YOUR OBJECTIVE: Set down every record once more, exactly as given.

EXERCISE INPUT:
──────────────────────────────
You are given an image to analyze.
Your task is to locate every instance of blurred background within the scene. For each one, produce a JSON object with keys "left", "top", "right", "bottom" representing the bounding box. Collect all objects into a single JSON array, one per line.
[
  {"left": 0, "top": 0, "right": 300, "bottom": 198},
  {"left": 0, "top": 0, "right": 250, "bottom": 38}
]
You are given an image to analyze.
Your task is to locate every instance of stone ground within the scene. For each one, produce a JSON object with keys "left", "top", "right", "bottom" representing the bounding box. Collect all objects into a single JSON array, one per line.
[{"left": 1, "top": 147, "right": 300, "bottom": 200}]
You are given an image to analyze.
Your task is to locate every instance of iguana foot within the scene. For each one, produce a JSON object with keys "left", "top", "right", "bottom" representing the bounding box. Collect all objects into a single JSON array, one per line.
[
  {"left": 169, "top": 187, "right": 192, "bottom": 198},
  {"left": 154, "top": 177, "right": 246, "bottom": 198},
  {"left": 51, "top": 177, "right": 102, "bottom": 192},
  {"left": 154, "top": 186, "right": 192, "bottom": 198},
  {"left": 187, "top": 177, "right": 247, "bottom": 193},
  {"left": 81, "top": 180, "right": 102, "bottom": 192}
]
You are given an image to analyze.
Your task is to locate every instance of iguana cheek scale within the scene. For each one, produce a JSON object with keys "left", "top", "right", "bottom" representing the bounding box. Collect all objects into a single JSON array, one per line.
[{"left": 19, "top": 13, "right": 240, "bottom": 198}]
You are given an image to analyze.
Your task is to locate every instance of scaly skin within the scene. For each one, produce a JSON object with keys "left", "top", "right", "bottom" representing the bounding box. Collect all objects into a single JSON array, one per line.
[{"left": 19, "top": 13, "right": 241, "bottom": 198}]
──────────────────────────────
OUTPUT FOR THIS TASK:
You are given an image to analyze.
Your task is to locate every instance of blurred background within the scene. For each one, produce a JSON object with keys "left", "top", "right", "bottom" representing the bounding box. Collect all objects into a single JSON array, one per line.
[
  {"left": 0, "top": 0, "right": 300, "bottom": 198},
  {"left": 0, "top": 0, "right": 250, "bottom": 38}
]
You are given an image to analyze.
Your task is to locate every instance of stone ground within the scene. For each one, produce a JSON object with keys "left", "top", "right", "bottom" representing the bounding box. Collect all objects into a single JSON array, one per line.
[{"left": 1, "top": 147, "right": 300, "bottom": 200}]
You are given an image to analyze.
Your task is to locate every instance of iguana foot within the scene. For each one, produce a JSON object with keys "left", "top", "right", "bottom" representing the bounding box. Collect all objects into a single JSON array, one per line.
[
  {"left": 169, "top": 187, "right": 192, "bottom": 198},
  {"left": 154, "top": 177, "right": 246, "bottom": 198},
  {"left": 51, "top": 177, "right": 102, "bottom": 192},
  {"left": 154, "top": 186, "right": 192, "bottom": 198},
  {"left": 187, "top": 177, "right": 247, "bottom": 193},
  {"left": 81, "top": 180, "right": 102, "bottom": 192}
]
You are given an image to analyze.
Your task is to locate every instance of iguana cheek scale within the scene. For each one, produce a JSON object with keys "left", "top", "right", "bottom" representing the bounding box. Collect all objects into a single JSON array, one per line.
[{"left": 19, "top": 13, "right": 240, "bottom": 198}]
You are given an image to analyze.
Your task is to locate every instance of scaly skin within the scene. For each one, produce a JSON object with keys "left", "top", "right", "bottom" representing the bounding box. Collect all objects into a single JSON array, one per line.
[{"left": 19, "top": 13, "right": 241, "bottom": 198}]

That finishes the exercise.